**WHAT TO DO:** Reproduce verbatim the lines of the entries below, starting with the line containing "As a warehouse robot's perception module, locate fallen" and continuing up to and including the line containing "637,470,946,530".

Items listed in a dataset:
________

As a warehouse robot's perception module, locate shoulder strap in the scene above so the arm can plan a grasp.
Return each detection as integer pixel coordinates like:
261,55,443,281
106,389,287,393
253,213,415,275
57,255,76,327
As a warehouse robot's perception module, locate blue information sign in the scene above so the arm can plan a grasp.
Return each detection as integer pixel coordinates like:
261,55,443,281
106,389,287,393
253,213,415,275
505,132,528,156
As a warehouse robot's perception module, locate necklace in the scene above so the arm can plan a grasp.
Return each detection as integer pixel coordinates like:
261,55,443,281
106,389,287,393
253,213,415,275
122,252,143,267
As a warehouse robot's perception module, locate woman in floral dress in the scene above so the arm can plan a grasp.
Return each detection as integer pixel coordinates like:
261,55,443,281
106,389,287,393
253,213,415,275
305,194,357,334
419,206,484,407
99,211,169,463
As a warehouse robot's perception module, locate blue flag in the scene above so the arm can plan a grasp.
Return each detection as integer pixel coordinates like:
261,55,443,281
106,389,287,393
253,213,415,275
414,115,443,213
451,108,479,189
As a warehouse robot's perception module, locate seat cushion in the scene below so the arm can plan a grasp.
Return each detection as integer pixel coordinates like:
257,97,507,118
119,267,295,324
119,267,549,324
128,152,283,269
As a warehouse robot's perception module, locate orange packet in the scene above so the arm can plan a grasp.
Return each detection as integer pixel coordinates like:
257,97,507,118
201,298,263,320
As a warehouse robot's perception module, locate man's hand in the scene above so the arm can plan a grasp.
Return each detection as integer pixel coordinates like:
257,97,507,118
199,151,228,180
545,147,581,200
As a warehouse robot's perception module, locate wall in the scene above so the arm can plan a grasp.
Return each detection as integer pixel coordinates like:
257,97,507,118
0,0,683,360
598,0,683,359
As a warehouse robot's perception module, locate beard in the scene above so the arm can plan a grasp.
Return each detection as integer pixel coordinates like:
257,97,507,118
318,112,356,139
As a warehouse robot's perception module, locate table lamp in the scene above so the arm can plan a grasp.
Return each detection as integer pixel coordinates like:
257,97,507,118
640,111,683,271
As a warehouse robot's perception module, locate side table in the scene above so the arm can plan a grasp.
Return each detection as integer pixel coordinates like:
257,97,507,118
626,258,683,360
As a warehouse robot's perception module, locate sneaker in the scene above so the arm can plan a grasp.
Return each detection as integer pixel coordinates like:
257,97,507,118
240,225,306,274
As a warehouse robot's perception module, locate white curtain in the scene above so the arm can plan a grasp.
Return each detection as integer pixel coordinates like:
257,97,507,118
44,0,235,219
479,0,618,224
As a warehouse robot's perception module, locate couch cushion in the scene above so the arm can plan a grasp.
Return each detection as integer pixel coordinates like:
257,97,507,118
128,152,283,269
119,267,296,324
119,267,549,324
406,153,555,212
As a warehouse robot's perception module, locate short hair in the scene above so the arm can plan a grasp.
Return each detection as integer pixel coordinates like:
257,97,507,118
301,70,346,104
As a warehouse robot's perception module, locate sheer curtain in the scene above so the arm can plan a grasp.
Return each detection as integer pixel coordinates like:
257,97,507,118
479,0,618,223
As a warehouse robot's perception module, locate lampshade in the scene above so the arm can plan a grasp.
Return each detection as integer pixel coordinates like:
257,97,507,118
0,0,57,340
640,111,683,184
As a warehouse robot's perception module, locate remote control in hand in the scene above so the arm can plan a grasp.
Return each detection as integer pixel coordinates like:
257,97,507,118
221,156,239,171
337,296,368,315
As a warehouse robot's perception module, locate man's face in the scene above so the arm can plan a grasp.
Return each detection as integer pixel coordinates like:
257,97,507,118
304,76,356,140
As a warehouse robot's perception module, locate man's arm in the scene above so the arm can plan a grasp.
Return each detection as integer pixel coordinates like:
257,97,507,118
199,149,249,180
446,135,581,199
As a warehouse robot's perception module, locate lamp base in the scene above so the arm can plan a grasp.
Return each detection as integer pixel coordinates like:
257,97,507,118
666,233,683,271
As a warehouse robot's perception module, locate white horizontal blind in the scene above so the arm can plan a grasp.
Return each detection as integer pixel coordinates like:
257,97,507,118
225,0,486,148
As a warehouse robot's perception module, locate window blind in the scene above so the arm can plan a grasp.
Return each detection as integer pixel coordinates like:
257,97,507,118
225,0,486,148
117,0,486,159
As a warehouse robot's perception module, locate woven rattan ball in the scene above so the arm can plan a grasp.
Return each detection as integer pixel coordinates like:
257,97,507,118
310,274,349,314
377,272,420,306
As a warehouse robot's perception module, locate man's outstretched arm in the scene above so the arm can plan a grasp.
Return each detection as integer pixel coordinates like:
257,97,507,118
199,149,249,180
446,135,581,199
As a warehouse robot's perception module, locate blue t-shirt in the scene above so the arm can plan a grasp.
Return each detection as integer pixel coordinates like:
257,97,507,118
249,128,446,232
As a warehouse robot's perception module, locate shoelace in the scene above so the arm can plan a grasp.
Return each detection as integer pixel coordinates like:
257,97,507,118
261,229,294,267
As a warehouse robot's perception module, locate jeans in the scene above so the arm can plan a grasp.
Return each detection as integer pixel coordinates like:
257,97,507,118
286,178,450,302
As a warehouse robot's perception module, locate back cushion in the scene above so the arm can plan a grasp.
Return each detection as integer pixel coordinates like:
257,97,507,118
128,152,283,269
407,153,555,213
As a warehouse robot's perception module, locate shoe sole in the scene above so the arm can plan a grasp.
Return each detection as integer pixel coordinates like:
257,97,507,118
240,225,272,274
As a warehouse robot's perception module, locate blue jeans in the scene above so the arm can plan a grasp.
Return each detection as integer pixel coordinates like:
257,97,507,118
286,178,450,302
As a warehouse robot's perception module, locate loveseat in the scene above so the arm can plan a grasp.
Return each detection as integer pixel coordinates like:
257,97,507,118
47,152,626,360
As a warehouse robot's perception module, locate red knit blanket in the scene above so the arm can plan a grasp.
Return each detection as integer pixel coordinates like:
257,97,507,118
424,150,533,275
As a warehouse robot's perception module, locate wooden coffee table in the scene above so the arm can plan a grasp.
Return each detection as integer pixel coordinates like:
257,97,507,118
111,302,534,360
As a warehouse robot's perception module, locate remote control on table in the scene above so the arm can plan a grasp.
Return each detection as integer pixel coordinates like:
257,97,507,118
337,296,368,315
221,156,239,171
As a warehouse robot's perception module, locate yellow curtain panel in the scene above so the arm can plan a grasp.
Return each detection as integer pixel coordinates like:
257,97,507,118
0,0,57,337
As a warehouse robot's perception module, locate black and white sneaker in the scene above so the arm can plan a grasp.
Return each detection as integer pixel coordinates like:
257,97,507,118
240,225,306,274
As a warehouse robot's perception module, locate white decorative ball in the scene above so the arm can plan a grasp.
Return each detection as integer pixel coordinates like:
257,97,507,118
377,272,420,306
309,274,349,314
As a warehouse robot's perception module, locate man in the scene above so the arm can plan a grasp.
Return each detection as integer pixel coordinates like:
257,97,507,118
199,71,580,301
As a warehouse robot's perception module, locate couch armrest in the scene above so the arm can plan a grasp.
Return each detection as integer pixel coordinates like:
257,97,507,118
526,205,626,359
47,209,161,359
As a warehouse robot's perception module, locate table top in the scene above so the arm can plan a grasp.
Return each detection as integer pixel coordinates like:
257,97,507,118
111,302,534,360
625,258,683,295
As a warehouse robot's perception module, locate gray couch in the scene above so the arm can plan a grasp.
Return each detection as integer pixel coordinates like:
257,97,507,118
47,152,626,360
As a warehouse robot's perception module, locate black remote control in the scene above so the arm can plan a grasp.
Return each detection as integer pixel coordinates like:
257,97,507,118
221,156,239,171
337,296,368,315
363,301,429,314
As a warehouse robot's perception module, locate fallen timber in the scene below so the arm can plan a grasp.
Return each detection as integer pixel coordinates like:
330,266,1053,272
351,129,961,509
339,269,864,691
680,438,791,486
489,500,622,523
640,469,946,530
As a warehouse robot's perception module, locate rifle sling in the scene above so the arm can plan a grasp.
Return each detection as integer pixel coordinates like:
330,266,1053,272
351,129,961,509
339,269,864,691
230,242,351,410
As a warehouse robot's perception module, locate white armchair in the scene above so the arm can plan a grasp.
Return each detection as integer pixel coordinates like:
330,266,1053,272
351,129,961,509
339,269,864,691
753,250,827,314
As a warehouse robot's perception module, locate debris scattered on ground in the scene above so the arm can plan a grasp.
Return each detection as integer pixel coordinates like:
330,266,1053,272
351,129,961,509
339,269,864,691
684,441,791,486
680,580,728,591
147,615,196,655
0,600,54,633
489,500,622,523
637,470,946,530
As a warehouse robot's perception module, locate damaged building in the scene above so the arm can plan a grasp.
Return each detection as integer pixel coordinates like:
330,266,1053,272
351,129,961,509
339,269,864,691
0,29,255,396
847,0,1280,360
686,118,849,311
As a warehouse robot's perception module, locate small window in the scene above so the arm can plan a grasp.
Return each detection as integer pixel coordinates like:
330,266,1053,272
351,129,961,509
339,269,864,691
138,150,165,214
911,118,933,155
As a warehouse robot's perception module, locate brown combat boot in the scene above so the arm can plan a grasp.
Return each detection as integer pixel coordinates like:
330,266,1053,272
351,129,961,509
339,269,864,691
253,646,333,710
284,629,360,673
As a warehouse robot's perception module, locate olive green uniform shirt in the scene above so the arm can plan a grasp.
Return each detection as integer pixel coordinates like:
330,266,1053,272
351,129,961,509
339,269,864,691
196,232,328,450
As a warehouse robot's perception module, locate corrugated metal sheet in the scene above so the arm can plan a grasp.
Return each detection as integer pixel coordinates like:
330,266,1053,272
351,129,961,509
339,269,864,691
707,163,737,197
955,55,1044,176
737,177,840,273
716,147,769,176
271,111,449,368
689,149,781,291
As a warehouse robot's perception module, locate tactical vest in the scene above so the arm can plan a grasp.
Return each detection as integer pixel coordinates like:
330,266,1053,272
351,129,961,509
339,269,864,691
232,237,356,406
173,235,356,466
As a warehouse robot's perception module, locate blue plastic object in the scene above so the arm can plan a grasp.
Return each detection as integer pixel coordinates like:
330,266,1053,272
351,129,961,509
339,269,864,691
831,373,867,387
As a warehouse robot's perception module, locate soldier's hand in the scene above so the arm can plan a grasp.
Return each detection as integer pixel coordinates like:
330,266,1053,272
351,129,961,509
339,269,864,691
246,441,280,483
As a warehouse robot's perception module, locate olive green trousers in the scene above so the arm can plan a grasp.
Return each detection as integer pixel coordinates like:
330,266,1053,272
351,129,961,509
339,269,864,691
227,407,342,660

________

**RESULT:**
As a warehouse robot's perception module, locate fallen timber in the scene below so the arm can plan a grasp.
Return each detection as integer pixel coordinates like:
330,266,1053,272
351,129,961,509
339,269,864,691
680,438,791,486
489,500,622,523
640,469,946,530
As a warehouse robot's perception module, locate rifle sling in the scene above so the arm can plan a grasp.
Return each detection as integer pixel coordinates like:
330,266,1053,272
351,129,961,509
339,269,864,691
230,242,351,410
As a warehouse robot's perception module, locate white armchair in the scene above so the arm can plan a grasp.
Return each detection as integer pixel coordinates like:
330,266,1053,272
351,129,961,509
339,269,864,691
753,250,827,314
As a warehouse robot's perception module, locate debris scattered on ground in the scene above so the arm can plan a grasp.
Return each detection as integer pixel coordinates like:
330,266,1053,272
351,129,961,509
339,269,864,691
684,441,791,486
680,580,728,591
147,615,196,655
0,600,54,633
489,500,622,523
637,470,946,530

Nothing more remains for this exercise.